SUPPLIED TEXT
▶

The Company presents certain items separately, which are unusual, by virtue of their size and incidence, in the context of our ongoing core operations, as we believe this presentation represents the underlying business more accurately and reflects the manner in which investors typically analyse the results.  In the current period we have presented the estimated costs relating to the closure of European air space due to the Icelandic volcanic ash disruptions as an exceptional item.  In the prior year we have presented the impairment of our investment in Aer Lingus separately because of the unusual nature of this.  Any amounts deemed "exceptional" for management discussion and analysis purposes have been classified for the purposes of the IFRS income statement in the same way as non exceptional amounts of the same nature.  

 

 

2.       Estimates

The preparation of financial statements requires management to make judgements, estimates and assumptions that affect the application of accounting policies and the reported amounts of assets and liabilities, income and expense.  Actual results may differ from these estimates.

 

In preparing these consolidated financial statements, the significant judgements made by management in applying the Group's accounting policies and the key sources of estimation uncertainty were the same as those that applied in the most recent published consolidated financial statements.

 

 

3.       Seasonality of operations

The Group's results of operations have varied significantly from quarter to quarter, and management expects these variations to continue.  Among the factors causing these variations are the airline industry's sensitivity to general economic conditions and the seasonal nature of air travel.  Accordingly the first half-year typically results in higher revenues and results.

◀

[Data listing]
▶

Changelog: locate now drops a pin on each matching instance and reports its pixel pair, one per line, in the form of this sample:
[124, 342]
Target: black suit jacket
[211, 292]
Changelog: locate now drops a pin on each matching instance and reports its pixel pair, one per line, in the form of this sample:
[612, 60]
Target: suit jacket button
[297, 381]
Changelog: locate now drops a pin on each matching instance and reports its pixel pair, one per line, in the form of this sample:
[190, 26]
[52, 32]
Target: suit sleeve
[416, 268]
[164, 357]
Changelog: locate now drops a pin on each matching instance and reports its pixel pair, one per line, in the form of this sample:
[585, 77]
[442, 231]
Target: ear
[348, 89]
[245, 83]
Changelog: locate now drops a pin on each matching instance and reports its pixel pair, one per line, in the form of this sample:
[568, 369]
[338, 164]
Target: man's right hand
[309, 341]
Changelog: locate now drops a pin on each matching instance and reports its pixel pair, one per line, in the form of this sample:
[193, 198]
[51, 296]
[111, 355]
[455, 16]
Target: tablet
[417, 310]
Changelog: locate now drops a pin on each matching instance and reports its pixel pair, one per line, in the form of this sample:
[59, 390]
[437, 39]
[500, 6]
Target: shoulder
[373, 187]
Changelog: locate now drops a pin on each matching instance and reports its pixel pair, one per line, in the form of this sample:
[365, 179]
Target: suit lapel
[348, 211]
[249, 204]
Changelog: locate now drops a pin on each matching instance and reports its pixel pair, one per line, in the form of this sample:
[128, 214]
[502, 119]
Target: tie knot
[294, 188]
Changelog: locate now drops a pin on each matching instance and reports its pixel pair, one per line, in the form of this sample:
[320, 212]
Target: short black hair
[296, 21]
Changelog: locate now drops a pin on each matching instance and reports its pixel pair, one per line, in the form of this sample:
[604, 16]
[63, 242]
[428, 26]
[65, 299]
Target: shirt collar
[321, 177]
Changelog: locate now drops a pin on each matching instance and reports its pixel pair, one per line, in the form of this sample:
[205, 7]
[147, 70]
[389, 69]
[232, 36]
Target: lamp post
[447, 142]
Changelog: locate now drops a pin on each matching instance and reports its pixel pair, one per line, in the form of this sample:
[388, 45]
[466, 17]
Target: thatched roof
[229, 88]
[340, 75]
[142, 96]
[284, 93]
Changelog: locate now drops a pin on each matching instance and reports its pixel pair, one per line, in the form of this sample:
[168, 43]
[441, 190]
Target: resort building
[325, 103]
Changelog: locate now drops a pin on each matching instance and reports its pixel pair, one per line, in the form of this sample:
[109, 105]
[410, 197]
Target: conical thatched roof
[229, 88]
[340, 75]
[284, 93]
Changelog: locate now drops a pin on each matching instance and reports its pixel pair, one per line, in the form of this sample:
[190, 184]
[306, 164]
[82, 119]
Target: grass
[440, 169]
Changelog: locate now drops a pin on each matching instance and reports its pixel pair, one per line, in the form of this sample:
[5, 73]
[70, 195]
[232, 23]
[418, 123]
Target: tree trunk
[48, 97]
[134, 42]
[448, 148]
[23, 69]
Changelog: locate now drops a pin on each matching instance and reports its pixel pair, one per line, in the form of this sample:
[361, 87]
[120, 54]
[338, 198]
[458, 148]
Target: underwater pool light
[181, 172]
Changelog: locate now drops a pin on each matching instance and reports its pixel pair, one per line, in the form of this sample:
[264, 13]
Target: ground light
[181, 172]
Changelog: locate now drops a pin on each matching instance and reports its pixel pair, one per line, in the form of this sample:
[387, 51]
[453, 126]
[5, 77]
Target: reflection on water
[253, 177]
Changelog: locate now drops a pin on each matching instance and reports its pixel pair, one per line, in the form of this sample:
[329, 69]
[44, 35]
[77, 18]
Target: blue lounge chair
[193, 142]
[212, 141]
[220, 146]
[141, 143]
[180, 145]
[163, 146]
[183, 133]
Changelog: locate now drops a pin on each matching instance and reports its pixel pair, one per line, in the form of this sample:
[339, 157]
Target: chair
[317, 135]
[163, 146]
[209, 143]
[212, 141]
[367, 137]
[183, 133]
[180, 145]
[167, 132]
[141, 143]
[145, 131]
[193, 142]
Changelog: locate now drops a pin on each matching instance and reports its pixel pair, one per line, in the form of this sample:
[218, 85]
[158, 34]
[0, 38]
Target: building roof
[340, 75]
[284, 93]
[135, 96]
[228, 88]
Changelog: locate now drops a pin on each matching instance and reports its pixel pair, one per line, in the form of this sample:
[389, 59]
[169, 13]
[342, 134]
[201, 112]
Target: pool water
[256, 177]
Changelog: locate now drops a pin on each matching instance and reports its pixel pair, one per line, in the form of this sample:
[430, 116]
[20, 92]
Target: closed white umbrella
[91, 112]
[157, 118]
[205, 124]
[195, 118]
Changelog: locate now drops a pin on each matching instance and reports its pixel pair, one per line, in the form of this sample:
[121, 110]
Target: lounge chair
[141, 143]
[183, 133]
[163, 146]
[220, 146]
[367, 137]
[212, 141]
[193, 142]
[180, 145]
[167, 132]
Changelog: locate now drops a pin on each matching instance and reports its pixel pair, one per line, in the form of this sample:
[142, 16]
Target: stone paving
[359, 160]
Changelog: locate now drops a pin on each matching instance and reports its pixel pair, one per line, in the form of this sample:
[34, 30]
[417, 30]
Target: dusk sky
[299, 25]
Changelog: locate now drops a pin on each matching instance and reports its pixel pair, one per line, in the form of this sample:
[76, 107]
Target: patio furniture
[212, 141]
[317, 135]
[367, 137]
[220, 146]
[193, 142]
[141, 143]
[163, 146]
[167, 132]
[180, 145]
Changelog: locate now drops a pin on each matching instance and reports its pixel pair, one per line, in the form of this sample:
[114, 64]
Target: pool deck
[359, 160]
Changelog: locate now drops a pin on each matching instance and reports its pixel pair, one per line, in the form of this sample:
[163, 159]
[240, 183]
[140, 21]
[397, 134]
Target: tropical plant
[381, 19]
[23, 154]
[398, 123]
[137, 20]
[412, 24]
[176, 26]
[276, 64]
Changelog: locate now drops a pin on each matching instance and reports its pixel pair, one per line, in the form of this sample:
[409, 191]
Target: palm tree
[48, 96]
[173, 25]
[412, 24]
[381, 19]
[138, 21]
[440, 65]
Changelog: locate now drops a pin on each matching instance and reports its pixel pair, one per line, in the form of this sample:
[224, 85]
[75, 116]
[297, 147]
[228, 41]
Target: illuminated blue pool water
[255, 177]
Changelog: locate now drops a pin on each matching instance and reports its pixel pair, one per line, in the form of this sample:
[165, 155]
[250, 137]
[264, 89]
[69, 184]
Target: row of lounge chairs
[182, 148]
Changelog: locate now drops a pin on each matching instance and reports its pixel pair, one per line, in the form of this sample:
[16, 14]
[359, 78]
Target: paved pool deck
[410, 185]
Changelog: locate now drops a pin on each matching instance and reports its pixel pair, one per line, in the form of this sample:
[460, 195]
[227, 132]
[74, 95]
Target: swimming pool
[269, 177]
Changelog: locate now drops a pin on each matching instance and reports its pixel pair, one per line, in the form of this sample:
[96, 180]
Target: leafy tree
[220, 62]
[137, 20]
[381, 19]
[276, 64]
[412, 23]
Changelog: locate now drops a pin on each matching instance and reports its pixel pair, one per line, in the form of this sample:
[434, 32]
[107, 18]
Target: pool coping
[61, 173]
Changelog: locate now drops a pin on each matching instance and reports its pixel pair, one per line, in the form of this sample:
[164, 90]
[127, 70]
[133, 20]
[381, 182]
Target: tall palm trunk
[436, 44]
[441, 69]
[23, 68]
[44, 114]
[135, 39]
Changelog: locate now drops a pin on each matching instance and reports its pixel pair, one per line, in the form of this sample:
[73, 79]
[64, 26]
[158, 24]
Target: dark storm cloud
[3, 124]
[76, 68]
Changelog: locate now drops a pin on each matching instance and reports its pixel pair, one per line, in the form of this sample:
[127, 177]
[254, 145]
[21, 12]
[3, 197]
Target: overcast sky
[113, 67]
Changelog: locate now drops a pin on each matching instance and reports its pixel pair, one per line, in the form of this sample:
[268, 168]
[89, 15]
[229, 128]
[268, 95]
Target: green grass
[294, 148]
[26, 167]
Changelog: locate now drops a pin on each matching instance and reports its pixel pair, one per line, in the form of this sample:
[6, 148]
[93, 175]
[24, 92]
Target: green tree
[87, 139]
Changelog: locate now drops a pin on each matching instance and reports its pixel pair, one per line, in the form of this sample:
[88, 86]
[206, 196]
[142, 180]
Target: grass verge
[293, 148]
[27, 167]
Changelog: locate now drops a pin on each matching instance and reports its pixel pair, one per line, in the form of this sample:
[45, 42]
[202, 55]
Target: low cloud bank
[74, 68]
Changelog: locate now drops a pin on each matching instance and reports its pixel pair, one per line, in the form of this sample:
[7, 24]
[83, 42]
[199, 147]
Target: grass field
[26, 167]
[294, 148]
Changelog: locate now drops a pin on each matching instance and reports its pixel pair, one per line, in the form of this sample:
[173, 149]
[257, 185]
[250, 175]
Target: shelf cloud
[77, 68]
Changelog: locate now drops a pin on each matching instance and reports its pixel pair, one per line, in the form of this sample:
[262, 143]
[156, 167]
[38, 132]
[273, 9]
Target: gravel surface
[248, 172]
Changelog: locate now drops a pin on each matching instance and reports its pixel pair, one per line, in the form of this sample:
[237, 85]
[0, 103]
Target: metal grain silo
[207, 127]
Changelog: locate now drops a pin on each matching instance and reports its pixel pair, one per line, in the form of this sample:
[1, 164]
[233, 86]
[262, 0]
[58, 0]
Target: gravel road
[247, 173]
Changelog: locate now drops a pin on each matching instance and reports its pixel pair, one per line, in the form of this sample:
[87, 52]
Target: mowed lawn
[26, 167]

◀

GIVEN EXERCISE
Extend the financial statement notes with the passage that would follow their last sentence.

OUTPUT BELOW
 

 

4.       Income tax expense

The Group's consolidated effective tax rate in respect of operations for the year ended March 31, 2011 was 11.0% (2010: 10.5%).  The tax charge for the year ended March 31, 2011 of €46.3m (2010: €35.7m) comprises a deferred tax charge relating to the temporary differences for property, plant and equipment recognised in the income statement and the utilisation of previous trading losses.

 

5.       Share based payments

The terms and conditions of the share option programme are disclosed in the most recent, published, consolidated financial statements.  The charge to the income statement in the year of approximately €3.3m (2010: €4.9m) is related to the fair value of various share options granted in prior periods, which are being recognised within the income statement in accordance with employee services rendered.

 

 

6.      Contingencies

The Group is engaged in litigation arising in the ordinary course of its business.  The Group does not believe that any such litigation will individually or in aggregate have a material adverse effect on the financial condition of the Group.  Should the Group be unsuccessful in these litigation actions, management believes the possible liabilities then arising cannot be determined but are not expected to materially adversely affect the Group's results of operations or financial position.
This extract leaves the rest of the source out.